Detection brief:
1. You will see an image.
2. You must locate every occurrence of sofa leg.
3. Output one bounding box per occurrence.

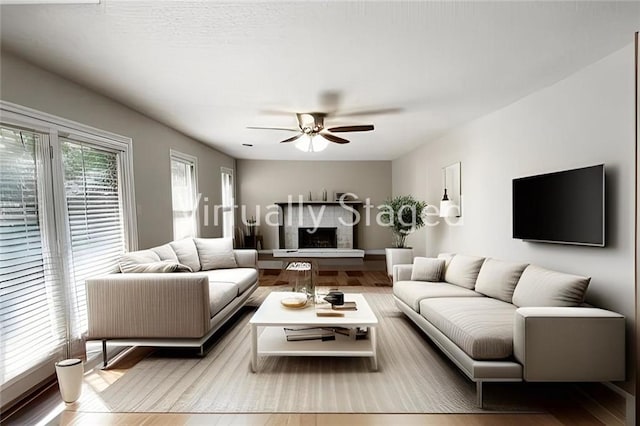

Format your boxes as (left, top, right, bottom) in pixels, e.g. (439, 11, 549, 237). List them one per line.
(197, 345, 205, 357)
(476, 381, 483, 409)
(102, 340, 108, 368)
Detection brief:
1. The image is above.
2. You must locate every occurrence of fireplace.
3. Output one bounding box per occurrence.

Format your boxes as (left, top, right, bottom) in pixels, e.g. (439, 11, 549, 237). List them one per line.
(298, 227, 337, 249)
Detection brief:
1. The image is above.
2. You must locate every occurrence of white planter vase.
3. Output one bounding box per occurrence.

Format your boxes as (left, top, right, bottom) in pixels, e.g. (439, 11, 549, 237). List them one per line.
(55, 358, 83, 403)
(385, 247, 414, 277)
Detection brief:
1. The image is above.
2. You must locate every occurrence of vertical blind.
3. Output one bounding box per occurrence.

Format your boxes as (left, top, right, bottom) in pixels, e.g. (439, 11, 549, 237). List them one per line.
(0, 118, 133, 405)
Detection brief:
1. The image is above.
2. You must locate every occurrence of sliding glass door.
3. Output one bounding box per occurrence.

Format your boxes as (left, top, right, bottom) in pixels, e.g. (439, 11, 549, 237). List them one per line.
(0, 102, 137, 408)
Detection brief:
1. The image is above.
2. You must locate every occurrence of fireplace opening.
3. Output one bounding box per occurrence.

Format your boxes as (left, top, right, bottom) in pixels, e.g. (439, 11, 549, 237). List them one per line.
(298, 227, 337, 249)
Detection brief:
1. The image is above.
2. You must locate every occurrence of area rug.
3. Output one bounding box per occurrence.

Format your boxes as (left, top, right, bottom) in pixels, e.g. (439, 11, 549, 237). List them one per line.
(92, 287, 543, 413)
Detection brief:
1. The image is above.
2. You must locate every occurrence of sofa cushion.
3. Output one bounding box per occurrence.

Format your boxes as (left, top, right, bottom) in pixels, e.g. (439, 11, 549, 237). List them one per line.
(410, 257, 446, 282)
(208, 282, 238, 317)
(121, 261, 192, 273)
(169, 238, 201, 272)
(202, 268, 258, 295)
(444, 254, 485, 289)
(475, 258, 529, 303)
(393, 281, 482, 312)
(512, 265, 590, 307)
(194, 237, 238, 270)
(118, 249, 161, 273)
(150, 244, 179, 262)
(419, 297, 517, 360)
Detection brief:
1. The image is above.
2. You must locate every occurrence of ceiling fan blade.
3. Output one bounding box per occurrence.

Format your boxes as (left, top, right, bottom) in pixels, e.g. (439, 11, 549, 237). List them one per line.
(279, 133, 304, 144)
(321, 133, 350, 144)
(247, 126, 300, 132)
(328, 107, 403, 118)
(327, 125, 374, 133)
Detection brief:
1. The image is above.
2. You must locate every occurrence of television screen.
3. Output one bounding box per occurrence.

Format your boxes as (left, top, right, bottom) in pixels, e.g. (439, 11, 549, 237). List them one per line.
(512, 164, 605, 246)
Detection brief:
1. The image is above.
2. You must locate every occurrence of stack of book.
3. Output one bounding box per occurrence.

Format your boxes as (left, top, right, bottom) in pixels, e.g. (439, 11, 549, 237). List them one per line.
(333, 327, 369, 340)
(283, 326, 368, 341)
(284, 327, 335, 341)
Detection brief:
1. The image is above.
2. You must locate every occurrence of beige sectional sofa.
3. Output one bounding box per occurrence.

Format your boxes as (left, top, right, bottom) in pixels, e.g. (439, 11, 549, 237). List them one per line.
(86, 237, 259, 367)
(393, 254, 625, 407)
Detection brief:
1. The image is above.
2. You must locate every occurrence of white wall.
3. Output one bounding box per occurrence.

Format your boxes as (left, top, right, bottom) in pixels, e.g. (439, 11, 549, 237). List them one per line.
(237, 160, 392, 250)
(393, 43, 636, 389)
(0, 50, 235, 248)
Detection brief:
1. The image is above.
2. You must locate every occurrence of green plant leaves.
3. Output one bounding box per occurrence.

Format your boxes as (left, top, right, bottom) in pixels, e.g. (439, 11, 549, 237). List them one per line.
(379, 195, 427, 248)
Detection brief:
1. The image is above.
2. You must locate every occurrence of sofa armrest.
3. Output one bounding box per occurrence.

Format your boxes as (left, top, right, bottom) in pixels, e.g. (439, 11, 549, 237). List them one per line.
(86, 273, 210, 339)
(234, 249, 258, 268)
(514, 307, 625, 382)
(393, 264, 413, 284)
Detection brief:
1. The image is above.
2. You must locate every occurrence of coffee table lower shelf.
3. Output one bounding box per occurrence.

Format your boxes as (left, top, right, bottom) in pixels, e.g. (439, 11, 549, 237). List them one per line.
(251, 326, 377, 372)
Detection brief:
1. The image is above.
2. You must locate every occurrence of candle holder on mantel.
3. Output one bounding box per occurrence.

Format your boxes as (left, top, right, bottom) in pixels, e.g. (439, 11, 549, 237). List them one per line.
(285, 260, 317, 303)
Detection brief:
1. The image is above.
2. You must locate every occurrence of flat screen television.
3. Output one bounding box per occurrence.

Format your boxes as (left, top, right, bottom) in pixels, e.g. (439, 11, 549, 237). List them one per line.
(512, 164, 605, 247)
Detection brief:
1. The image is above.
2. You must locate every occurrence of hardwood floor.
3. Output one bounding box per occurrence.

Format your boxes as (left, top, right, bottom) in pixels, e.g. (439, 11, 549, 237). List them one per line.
(4, 343, 623, 426)
(57, 412, 566, 425)
(258, 255, 391, 288)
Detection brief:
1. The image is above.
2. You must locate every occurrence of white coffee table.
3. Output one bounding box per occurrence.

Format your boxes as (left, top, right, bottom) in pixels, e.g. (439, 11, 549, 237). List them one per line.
(249, 292, 379, 372)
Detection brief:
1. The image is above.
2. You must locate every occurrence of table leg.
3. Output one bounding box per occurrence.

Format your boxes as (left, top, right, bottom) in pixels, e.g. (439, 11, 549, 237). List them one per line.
(251, 324, 258, 373)
(370, 326, 378, 371)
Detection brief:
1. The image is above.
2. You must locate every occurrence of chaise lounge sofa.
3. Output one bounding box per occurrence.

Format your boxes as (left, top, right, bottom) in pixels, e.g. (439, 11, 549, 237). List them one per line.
(86, 237, 258, 367)
(393, 253, 625, 407)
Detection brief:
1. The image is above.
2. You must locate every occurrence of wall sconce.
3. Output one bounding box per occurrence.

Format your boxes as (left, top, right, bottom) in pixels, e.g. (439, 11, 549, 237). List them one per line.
(440, 162, 461, 218)
(440, 188, 455, 218)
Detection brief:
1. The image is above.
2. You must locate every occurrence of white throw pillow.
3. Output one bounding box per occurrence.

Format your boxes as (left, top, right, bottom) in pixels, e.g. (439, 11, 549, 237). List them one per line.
(150, 243, 179, 262)
(410, 257, 446, 282)
(474, 258, 529, 303)
(512, 265, 590, 307)
(443, 254, 485, 289)
(194, 237, 238, 271)
(169, 238, 202, 272)
(119, 249, 161, 273)
(437, 253, 456, 267)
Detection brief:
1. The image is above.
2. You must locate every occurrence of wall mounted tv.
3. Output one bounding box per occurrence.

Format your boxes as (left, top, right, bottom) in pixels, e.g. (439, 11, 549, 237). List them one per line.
(512, 164, 605, 247)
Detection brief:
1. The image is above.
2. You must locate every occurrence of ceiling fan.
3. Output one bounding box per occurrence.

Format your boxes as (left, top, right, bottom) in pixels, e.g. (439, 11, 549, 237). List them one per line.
(247, 112, 375, 152)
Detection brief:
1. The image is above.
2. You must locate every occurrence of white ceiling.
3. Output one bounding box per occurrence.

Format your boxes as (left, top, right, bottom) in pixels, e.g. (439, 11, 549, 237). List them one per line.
(1, 1, 638, 161)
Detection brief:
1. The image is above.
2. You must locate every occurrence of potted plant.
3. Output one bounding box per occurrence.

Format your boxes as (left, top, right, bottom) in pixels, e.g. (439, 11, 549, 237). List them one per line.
(379, 195, 427, 277)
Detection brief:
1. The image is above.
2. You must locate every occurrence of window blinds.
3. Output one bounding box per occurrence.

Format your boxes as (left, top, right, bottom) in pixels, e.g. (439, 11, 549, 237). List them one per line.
(0, 128, 65, 384)
(0, 126, 130, 403)
(221, 169, 234, 239)
(61, 139, 125, 336)
(171, 156, 198, 240)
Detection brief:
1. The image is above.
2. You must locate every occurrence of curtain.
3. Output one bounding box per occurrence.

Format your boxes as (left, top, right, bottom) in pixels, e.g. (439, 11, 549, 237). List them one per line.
(0, 127, 66, 386)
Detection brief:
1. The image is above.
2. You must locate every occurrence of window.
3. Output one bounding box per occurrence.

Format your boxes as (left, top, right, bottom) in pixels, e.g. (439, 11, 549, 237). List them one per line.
(221, 167, 234, 239)
(0, 101, 136, 406)
(0, 127, 65, 387)
(62, 138, 126, 335)
(170, 150, 199, 240)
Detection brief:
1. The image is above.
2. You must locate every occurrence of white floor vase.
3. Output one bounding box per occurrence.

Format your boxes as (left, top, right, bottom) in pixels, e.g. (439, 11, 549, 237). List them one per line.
(55, 358, 83, 403)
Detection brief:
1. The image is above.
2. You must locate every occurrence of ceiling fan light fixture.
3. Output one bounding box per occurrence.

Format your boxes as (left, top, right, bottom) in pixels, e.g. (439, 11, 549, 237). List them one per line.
(294, 134, 329, 153)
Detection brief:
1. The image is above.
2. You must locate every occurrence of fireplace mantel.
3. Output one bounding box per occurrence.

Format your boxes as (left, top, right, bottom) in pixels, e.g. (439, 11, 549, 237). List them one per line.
(277, 202, 362, 250)
(275, 201, 363, 207)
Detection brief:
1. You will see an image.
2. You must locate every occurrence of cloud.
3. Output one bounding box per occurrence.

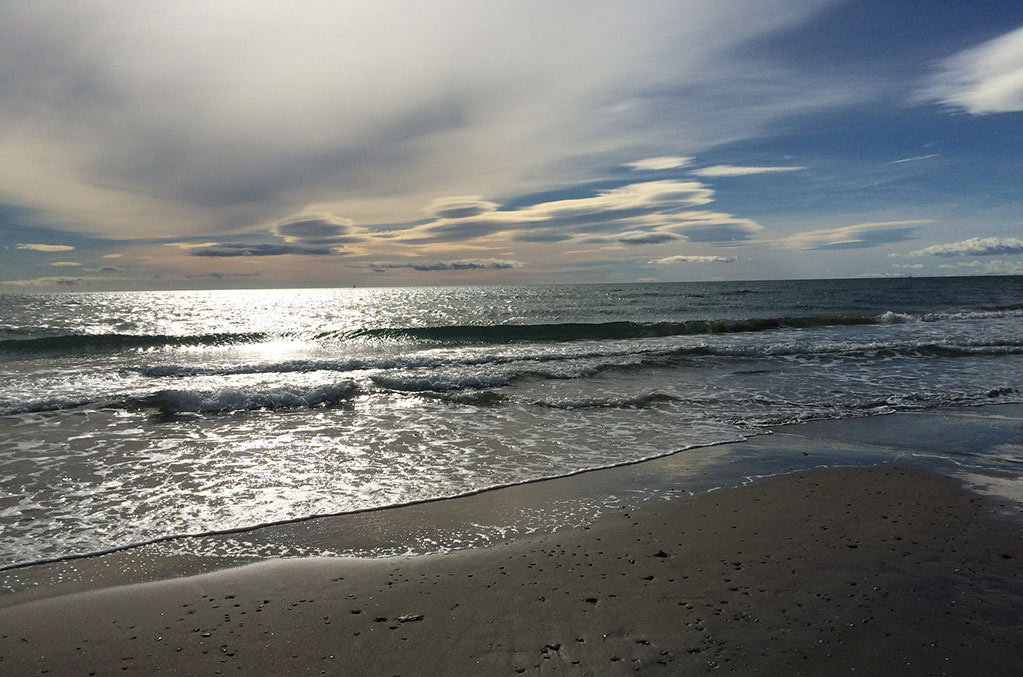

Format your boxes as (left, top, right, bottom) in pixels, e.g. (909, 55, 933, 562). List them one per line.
(888, 154, 940, 165)
(1, 276, 81, 287)
(623, 156, 691, 171)
(50, 261, 80, 267)
(367, 258, 524, 272)
(166, 242, 220, 251)
(946, 259, 1023, 275)
(101, 253, 123, 259)
(582, 231, 681, 246)
(509, 230, 574, 243)
(274, 213, 356, 244)
(652, 254, 737, 264)
(405, 180, 716, 243)
(655, 211, 765, 242)
(909, 237, 1023, 257)
(17, 243, 75, 252)
(189, 243, 339, 257)
(937, 260, 1023, 275)
(185, 272, 262, 279)
(424, 197, 500, 219)
(0, 3, 849, 241)
(690, 165, 805, 177)
(922, 25, 1023, 114)
(778, 220, 929, 250)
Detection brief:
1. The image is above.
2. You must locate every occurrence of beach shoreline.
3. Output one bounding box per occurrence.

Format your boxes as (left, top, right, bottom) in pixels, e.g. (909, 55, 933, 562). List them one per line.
(2, 460, 1022, 674)
(4, 404, 1021, 604)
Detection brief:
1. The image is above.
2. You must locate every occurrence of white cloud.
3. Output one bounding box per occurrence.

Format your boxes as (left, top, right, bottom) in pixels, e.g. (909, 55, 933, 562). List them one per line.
(923, 25, 1023, 114)
(623, 156, 691, 171)
(909, 237, 1023, 257)
(779, 220, 929, 250)
(652, 255, 736, 264)
(50, 261, 80, 267)
(522, 181, 714, 219)
(17, 243, 75, 252)
(690, 165, 805, 177)
(944, 259, 1023, 275)
(888, 154, 940, 165)
(404, 180, 716, 243)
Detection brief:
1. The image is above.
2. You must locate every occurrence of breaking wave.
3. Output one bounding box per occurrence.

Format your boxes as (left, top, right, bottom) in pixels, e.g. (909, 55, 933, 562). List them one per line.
(144, 381, 361, 414)
(0, 332, 267, 354)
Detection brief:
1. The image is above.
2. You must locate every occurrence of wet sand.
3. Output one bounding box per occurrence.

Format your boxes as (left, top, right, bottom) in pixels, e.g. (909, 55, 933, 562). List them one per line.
(1, 464, 1021, 675)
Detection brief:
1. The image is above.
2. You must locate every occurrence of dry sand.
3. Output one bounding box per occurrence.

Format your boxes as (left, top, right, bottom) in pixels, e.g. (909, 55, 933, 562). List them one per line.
(1, 464, 1021, 675)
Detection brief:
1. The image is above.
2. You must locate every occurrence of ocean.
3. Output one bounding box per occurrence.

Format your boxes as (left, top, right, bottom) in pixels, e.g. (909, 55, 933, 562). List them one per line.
(1, 276, 1022, 569)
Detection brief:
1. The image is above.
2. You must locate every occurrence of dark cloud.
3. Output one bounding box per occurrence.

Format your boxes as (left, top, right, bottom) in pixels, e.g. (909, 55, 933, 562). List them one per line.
(292, 235, 365, 245)
(408, 218, 514, 242)
(186, 272, 262, 279)
(190, 243, 338, 257)
(617, 231, 680, 245)
(368, 258, 524, 272)
(424, 197, 499, 220)
(275, 213, 354, 243)
(674, 223, 762, 242)
(510, 230, 574, 243)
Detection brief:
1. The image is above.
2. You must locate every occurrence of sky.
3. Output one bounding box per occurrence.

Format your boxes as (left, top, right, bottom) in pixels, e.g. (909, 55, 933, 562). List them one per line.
(2, 1, 1023, 290)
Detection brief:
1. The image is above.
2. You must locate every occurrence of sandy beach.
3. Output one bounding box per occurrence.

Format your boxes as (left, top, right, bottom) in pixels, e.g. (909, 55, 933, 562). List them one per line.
(2, 461, 1021, 675)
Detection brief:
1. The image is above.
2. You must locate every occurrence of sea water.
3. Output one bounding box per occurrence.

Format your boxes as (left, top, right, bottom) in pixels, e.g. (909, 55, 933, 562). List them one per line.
(1, 277, 1021, 567)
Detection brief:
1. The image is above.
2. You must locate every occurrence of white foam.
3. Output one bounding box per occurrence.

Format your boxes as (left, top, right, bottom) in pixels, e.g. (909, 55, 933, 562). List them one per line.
(879, 311, 918, 324)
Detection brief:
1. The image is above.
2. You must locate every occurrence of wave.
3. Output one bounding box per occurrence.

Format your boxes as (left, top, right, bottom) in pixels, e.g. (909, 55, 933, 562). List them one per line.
(531, 392, 683, 410)
(131, 336, 1023, 385)
(7, 304, 1022, 357)
(880, 305, 1023, 324)
(733, 387, 1022, 426)
(136, 352, 528, 378)
(370, 373, 512, 392)
(347, 316, 879, 343)
(346, 306, 1023, 344)
(145, 381, 361, 414)
(0, 395, 110, 416)
(0, 381, 362, 416)
(418, 390, 509, 406)
(0, 332, 267, 354)
(687, 340, 1023, 360)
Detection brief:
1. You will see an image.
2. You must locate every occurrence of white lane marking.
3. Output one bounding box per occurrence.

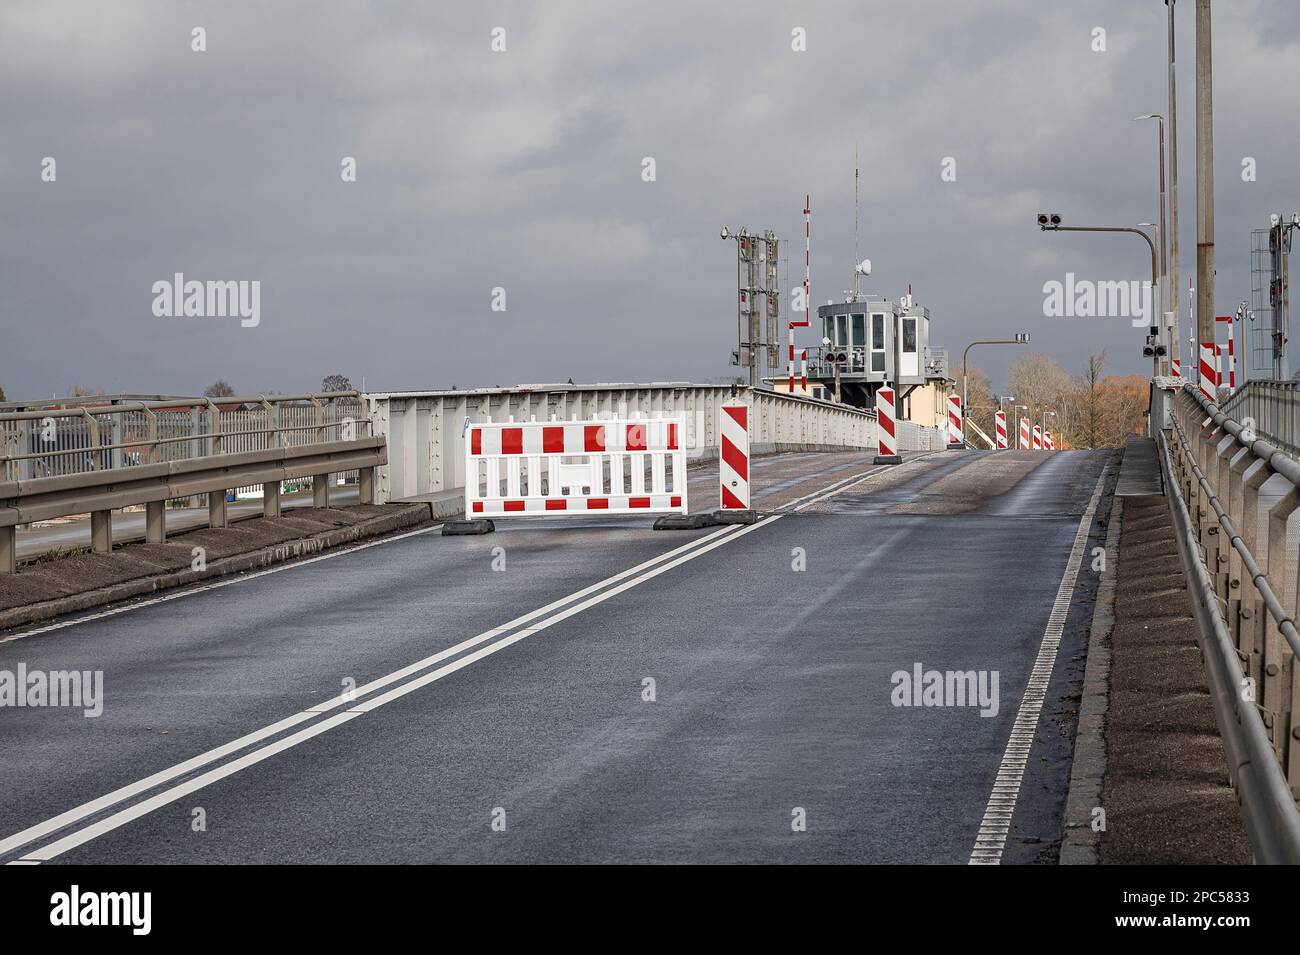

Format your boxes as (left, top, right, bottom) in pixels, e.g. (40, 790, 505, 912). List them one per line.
(0, 710, 317, 859)
(968, 468, 1108, 865)
(0, 522, 449, 645)
(10, 518, 780, 863)
(14, 712, 364, 863)
(0, 525, 739, 860)
(3, 462, 878, 863)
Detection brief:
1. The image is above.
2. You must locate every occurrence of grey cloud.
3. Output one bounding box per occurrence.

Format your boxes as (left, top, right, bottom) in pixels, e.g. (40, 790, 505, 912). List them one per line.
(1, 0, 1297, 399)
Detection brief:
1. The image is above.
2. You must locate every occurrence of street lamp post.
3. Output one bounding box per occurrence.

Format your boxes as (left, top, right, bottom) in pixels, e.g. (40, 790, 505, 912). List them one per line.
(1167, 0, 1182, 374)
(1036, 216, 1163, 374)
(1038, 220, 1159, 293)
(961, 336, 1030, 422)
(1040, 405, 1060, 446)
(1135, 113, 1169, 368)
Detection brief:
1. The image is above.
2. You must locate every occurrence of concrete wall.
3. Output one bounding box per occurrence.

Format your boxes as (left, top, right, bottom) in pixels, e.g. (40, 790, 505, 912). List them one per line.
(365, 383, 945, 503)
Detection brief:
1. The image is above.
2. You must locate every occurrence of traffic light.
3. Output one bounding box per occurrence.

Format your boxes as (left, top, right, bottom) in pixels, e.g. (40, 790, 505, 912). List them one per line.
(1036, 213, 1062, 228)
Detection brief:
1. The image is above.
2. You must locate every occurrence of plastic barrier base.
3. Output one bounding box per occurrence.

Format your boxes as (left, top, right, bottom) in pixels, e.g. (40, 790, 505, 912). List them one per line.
(653, 514, 711, 531)
(442, 519, 496, 536)
(711, 509, 758, 525)
(873, 453, 903, 465)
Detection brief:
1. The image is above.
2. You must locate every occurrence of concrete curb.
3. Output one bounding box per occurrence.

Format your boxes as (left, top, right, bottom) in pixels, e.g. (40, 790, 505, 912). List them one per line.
(1059, 490, 1123, 865)
(0, 504, 433, 632)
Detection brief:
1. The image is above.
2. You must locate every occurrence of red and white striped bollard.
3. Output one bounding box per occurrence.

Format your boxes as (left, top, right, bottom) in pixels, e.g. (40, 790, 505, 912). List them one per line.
(874, 387, 902, 464)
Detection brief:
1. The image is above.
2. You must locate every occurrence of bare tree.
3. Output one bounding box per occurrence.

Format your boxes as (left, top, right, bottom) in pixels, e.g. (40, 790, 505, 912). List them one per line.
(1008, 353, 1072, 439)
(203, 380, 236, 398)
(963, 363, 997, 445)
(321, 374, 352, 393)
(1078, 352, 1106, 449)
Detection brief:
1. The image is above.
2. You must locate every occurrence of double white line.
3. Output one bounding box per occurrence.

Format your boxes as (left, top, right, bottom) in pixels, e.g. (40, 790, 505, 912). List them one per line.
(2, 463, 888, 864)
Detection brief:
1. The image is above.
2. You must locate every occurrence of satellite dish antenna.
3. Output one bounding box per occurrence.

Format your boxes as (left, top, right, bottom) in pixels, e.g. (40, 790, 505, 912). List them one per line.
(855, 258, 872, 276)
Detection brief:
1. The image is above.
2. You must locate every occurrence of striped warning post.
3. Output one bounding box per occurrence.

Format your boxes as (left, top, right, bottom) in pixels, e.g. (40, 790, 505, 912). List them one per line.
(947, 395, 964, 449)
(1172, 358, 1181, 378)
(1199, 342, 1217, 402)
(1019, 417, 1030, 450)
(874, 387, 902, 464)
(1032, 424, 1042, 450)
(994, 410, 1008, 450)
(1045, 431, 1054, 450)
(719, 397, 750, 510)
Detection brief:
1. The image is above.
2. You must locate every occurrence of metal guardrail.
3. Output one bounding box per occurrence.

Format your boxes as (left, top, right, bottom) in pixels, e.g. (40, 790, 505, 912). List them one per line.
(1159, 381, 1300, 862)
(1219, 380, 1300, 461)
(366, 383, 946, 503)
(0, 392, 384, 574)
(0, 392, 367, 481)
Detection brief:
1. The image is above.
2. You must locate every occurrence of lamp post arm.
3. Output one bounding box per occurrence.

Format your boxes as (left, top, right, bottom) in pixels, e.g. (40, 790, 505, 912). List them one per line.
(1041, 224, 1160, 294)
(961, 339, 1029, 416)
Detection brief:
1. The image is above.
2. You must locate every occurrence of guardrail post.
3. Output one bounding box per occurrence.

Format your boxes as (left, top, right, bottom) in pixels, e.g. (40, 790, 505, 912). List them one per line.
(91, 510, 112, 554)
(313, 473, 330, 508)
(1240, 457, 1276, 693)
(208, 489, 228, 528)
(145, 500, 165, 544)
(359, 466, 375, 505)
(263, 481, 281, 518)
(1227, 446, 1255, 651)
(1264, 486, 1300, 769)
(0, 526, 14, 574)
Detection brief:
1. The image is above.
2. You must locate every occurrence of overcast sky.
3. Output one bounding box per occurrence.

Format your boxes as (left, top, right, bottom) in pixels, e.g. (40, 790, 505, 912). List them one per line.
(3, 0, 1299, 400)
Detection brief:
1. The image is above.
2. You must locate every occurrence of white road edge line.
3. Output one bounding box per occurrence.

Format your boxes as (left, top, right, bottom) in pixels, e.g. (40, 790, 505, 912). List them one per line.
(967, 467, 1108, 865)
(4, 462, 876, 863)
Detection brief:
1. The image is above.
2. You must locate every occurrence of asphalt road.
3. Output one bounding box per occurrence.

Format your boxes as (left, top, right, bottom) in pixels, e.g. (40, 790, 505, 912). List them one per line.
(0, 448, 1112, 864)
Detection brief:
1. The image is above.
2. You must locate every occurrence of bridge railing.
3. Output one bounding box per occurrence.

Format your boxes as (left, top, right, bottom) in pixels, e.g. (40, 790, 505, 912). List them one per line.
(1219, 380, 1300, 461)
(1161, 381, 1300, 861)
(365, 383, 946, 503)
(0, 392, 385, 573)
(0, 392, 369, 481)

**PROBLEM REQUIREMENTS:** Scan the records for the string "mantel". Copy each line in which it appears.

**COMPLETED EXERCISE:**
2. You must locate every occurrence of candle holder on mantel.
2. You must locate every occurrence of fireplace mantel.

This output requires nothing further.